Entries supplied START

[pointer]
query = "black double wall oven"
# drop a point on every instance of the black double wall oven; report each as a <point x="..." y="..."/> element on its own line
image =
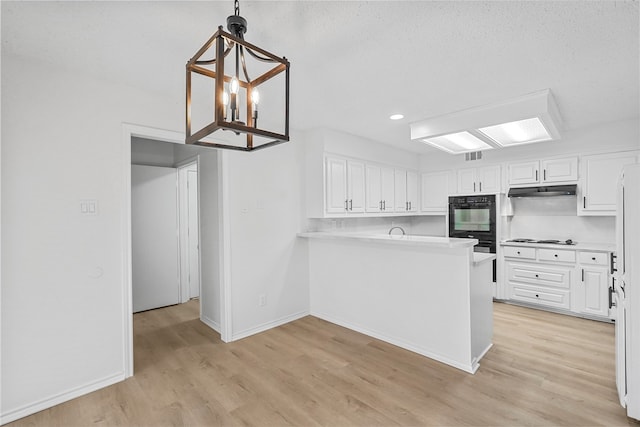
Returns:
<point x="474" y="217"/>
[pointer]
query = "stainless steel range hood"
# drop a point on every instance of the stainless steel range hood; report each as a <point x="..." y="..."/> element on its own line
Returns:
<point x="547" y="191"/>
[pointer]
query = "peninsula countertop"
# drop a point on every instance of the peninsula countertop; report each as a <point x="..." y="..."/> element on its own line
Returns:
<point x="413" y="240"/>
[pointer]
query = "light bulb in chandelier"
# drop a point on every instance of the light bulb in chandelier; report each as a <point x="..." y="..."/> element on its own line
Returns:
<point x="234" y="86"/>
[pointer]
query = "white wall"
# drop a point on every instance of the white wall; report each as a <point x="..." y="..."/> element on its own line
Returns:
<point x="62" y="275"/>
<point x="265" y="202"/>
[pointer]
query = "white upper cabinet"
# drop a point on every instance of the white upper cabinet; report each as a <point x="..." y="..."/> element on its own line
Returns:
<point x="435" y="192"/>
<point x="559" y="170"/>
<point x="355" y="186"/>
<point x="406" y="191"/>
<point x="336" y="185"/>
<point x="380" y="189"/>
<point x="479" y="180"/>
<point x="599" y="179"/>
<point x="543" y="171"/>
<point x="345" y="188"/>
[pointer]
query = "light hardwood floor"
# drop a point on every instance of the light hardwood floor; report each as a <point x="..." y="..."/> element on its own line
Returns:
<point x="544" y="369"/>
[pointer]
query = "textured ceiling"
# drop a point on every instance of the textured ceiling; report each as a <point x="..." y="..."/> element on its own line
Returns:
<point x="354" y="63"/>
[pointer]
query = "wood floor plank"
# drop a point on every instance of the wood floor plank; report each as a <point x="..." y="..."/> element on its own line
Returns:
<point x="544" y="369"/>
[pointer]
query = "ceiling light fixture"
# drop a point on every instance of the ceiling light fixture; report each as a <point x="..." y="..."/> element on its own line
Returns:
<point x="235" y="95"/>
<point x="523" y="120"/>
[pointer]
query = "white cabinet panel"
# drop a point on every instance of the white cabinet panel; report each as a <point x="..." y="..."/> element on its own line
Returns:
<point x="435" y="192"/>
<point x="374" y="186"/>
<point x="336" y="185"/>
<point x="400" y="191"/>
<point x="524" y="173"/>
<point x="412" y="191"/>
<point x="558" y="170"/>
<point x="479" y="180"/>
<point x="598" y="184"/>
<point x="387" y="190"/>
<point x="356" y="186"/>
<point x="593" y="291"/>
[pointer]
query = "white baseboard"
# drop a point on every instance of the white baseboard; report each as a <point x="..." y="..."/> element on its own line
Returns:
<point x="269" y="325"/>
<point x="210" y="323"/>
<point x="59" y="398"/>
<point x="391" y="340"/>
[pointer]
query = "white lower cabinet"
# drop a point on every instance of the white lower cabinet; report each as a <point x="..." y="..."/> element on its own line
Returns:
<point x="540" y="284"/>
<point x="592" y="290"/>
<point x="568" y="280"/>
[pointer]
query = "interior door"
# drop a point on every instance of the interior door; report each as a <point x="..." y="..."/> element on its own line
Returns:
<point x="154" y="234"/>
<point x="193" y="234"/>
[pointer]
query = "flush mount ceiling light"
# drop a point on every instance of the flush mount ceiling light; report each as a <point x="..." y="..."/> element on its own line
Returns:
<point x="523" y="120"/>
<point x="236" y="95"/>
<point x="458" y="143"/>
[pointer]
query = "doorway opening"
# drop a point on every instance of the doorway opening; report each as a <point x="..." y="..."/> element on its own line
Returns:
<point x="197" y="177"/>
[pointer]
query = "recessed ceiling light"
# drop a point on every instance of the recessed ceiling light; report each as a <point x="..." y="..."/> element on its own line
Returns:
<point x="458" y="143"/>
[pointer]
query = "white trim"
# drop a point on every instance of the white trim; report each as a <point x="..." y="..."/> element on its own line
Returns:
<point x="185" y="290"/>
<point x="210" y="323"/>
<point x="270" y="325"/>
<point x="470" y="368"/>
<point x="226" y="327"/>
<point x="59" y="398"/>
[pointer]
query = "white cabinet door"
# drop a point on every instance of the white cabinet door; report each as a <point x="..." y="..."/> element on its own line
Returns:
<point x="356" y="186"/>
<point x="593" y="291"/>
<point x="524" y="173"/>
<point x="467" y="181"/>
<point x="560" y="170"/>
<point x="412" y="191"/>
<point x="489" y="179"/>
<point x="401" y="202"/>
<point x="387" y="190"/>
<point x="599" y="180"/>
<point x="336" y="185"/>
<point x="435" y="192"/>
<point x="374" y="186"/>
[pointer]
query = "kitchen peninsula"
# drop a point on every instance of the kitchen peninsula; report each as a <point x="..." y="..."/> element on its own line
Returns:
<point x="430" y="295"/>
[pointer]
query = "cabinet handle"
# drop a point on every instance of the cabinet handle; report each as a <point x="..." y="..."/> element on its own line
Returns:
<point x="611" y="304"/>
<point x="612" y="261"/>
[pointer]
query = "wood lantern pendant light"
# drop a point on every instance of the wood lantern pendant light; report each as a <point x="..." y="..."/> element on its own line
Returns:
<point x="234" y="91"/>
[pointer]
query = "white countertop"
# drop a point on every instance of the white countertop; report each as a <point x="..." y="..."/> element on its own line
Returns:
<point x="579" y="246"/>
<point x="480" y="257"/>
<point x="413" y="240"/>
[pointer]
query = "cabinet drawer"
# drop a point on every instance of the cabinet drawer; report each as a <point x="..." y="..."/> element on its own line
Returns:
<point x="556" y="255"/>
<point x="542" y="296"/>
<point x="593" y="258"/>
<point x="538" y="275"/>
<point x="519" y="252"/>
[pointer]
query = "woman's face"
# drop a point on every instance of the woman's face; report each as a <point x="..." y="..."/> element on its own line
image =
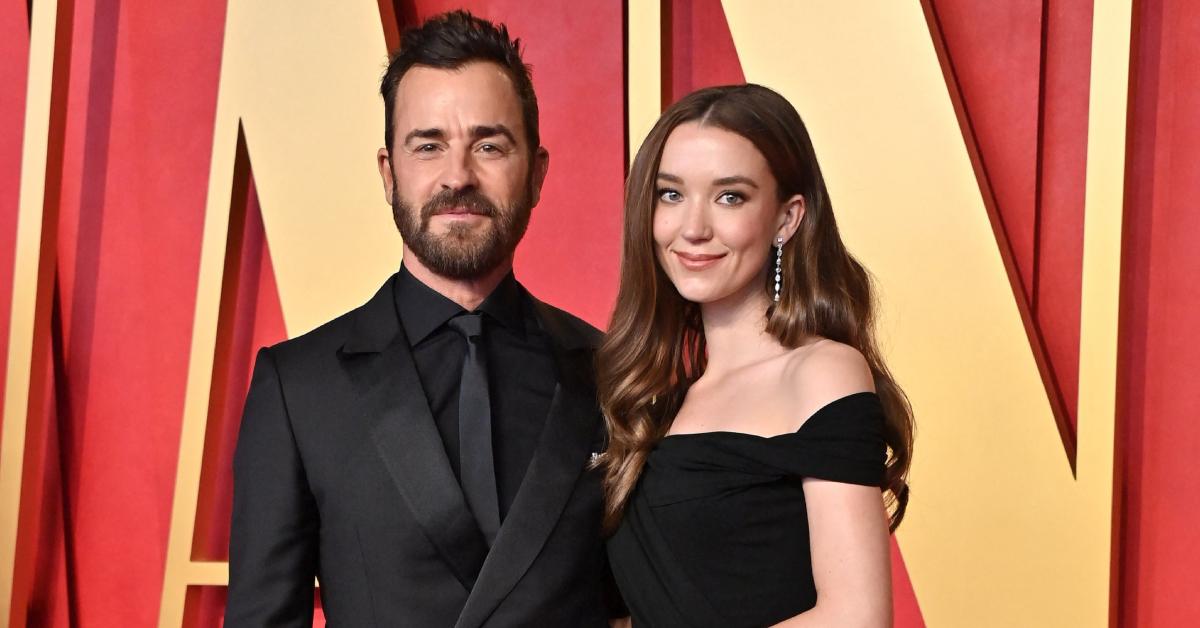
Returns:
<point x="717" y="214"/>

Entries supplied END

— Exercise instructions —
The records above must be printed exactly; the pictures stay out.

— Exercise response —
[pointer]
query = "black double wall oven"
# drop a point on every instance of the black double wall oven; report each as a <point x="..." y="..."/> element on its own line
image =
Returns:
<point x="474" y="217"/>
[pointer]
query = "stainless steel range hood"
# drop a point on every instance of the stainless steel range hood; report each as a <point x="..." y="..."/> element on its own line
Returns:
<point x="547" y="191"/>
[pointer]
query = "peninsula countertop"
# drop a point on every instance of the peninsula countertop; report each as a <point x="..." y="..."/> element on its own line
Returns:
<point x="413" y="240"/>
[pointer]
query = "light bulb in chandelier"
# drop a point on every instance of the light bulb in chandelier; report each as a <point x="..." y="..."/> element on its own line
Returns:
<point x="234" y="86"/>
[pointer]
query = "white wall"
# drop a point on every instance of the white wall; report each as a <point x="..." y="..."/> element on its own line
Returns:
<point x="62" y="275"/>
<point x="265" y="202"/>
[pointer]
query = "white upper cabinet"
# drop a point on every instance of the white upper cabinet; report each as a <point x="..." y="..."/> element on its own line
Returns:
<point x="435" y="192"/>
<point x="559" y="170"/>
<point x="355" y="186"/>
<point x="406" y="191"/>
<point x="336" y="185"/>
<point x="380" y="189"/>
<point x="479" y="180"/>
<point x="599" y="179"/>
<point x="543" y="171"/>
<point x="345" y="188"/>
[pointer]
query = "light hardwood floor"
# drop a point on every instance of the light hardwood floor; report each as a <point x="..." y="..."/> element on its own line
Returns:
<point x="544" y="369"/>
[pointer]
query = "textured ceiling"
# drop a point on every instance of the textured ceiling; report each as a <point x="..." y="..."/> element on its own line
Returns:
<point x="354" y="63"/>
[pointer]
query = "wood floor plank"
# drop a point on every instance of the wood floor plank; report each as a <point x="..." y="..."/> element on its own line
Returns:
<point x="544" y="369"/>
[pointer]
query = "ceiling light fixture"
# drop a point on every instance of the ceiling light fixture; report each as a <point x="..." y="..."/> element on its own line
Returns:
<point x="235" y="95"/>
<point x="523" y="120"/>
[pointer]
query = "white cabinet panel"
# drop a point on every instance of the white cabinet panel; report each as a <point x="..." y="..."/> element on its own line
Returns:
<point x="435" y="192"/>
<point x="374" y="186"/>
<point x="336" y="185"/>
<point x="400" y="191"/>
<point x="524" y="173"/>
<point x="412" y="191"/>
<point x="558" y="170"/>
<point x="479" y="180"/>
<point x="598" y="184"/>
<point x="387" y="190"/>
<point x="356" y="186"/>
<point x="593" y="291"/>
[pointer]
query = "white baseboard"
# drop a point on every instance of the white baseboard; report each as a <point x="..." y="..."/> element on its own line
Returns:
<point x="269" y="325"/>
<point x="210" y="323"/>
<point x="59" y="398"/>
<point x="391" y="340"/>
[pointer]
query = "white lower cabinet"
# drop a point on every instance of the white lower cabinet; report each as a <point x="..." y="..."/> element on its own line
Returns:
<point x="540" y="284"/>
<point x="592" y="290"/>
<point x="568" y="280"/>
[pointer]
query = "interior door"
# drop a point on every instance of the interior door; report each as a <point x="..." y="..."/> element on its own line
Returns:
<point x="154" y="234"/>
<point x="193" y="234"/>
[pointer]
query = "flush mount ceiling light"
# drop a point on every instance of the flush mount ceiling light; report each as a <point x="..." y="..."/> element on its own line
Returns:
<point x="523" y="120"/>
<point x="236" y="95"/>
<point x="458" y="143"/>
[pointer]
query = "doorway opening"
# drop a point on every instance of the doorway opening; report each as a <point x="..." y="..."/> element on its own line
Returns:
<point x="197" y="177"/>
[pointer]
query = "recessed ceiling light"
# drop a point on every instance of the recessed ceiling light; report each as a <point x="..." y="..."/> element on its own line
Returns:
<point x="458" y="143"/>
[pointer]
query = "white trim"
# drop a point on every instance of the white trim; report each as a <point x="..." y="..."/> element on its own line
Returns:
<point x="185" y="290"/>
<point x="210" y="323"/>
<point x="270" y="325"/>
<point x="470" y="368"/>
<point x="226" y="327"/>
<point x="59" y="398"/>
[pointer]
query = "white cabinet door"
# drop a point on every instance of the white cabinet door; report each as a <point x="..." y="..."/> element on its own line
Returns:
<point x="356" y="186"/>
<point x="593" y="291"/>
<point x="524" y="173"/>
<point x="467" y="181"/>
<point x="560" y="170"/>
<point x="412" y="191"/>
<point x="489" y="179"/>
<point x="401" y="202"/>
<point x="387" y="190"/>
<point x="599" y="180"/>
<point x="336" y="185"/>
<point x="435" y="192"/>
<point x="374" y="186"/>
[pointer]
query = "kitchen peninsula"
# drop a point on every instance of the kitchen peninsula; report each as a <point x="..." y="..."/> element on its own line
Returns:
<point x="430" y="295"/>
[pointer]
query = "cabinet handle"
# drop a point on every instance of the cabinet handle; report each as a <point x="..." y="..."/> element on its own line
Returns:
<point x="611" y="304"/>
<point x="612" y="261"/>
[pointer]
query = "wood lantern pendant light"
# drop a point on every instance of the wood lantern pendant light; report each as a <point x="..." y="..."/> element on its own line
Returns:
<point x="234" y="91"/>
[pointer]
query = "white countertop"
# drop a point on every instance of the white countertop; report each as a <point x="..." y="..."/> element on its own line
Returns:
<point x="579" y="246"/>
<point x="480" y="257"/>
<point x="413" y="240"/>
[pointer]
query = "cabinet drawer"
# drop a point on every instance of the cabinet drawer; report each as a <point x="..." y="..."/> element on its own line
Returns:
<point x="556" y="255"/>
<point x="542" y="296"/>
<point x="593" y="258"/>
<point x="538" y="275"/>
<point x="519" y="252"/>
[pointer]
query = "woman's face"
# drop a point on every instance of the woman's face; report each as a <point x="..." y="..."/> element on its own line
image =
Returns:
<point x="717" y="214"/>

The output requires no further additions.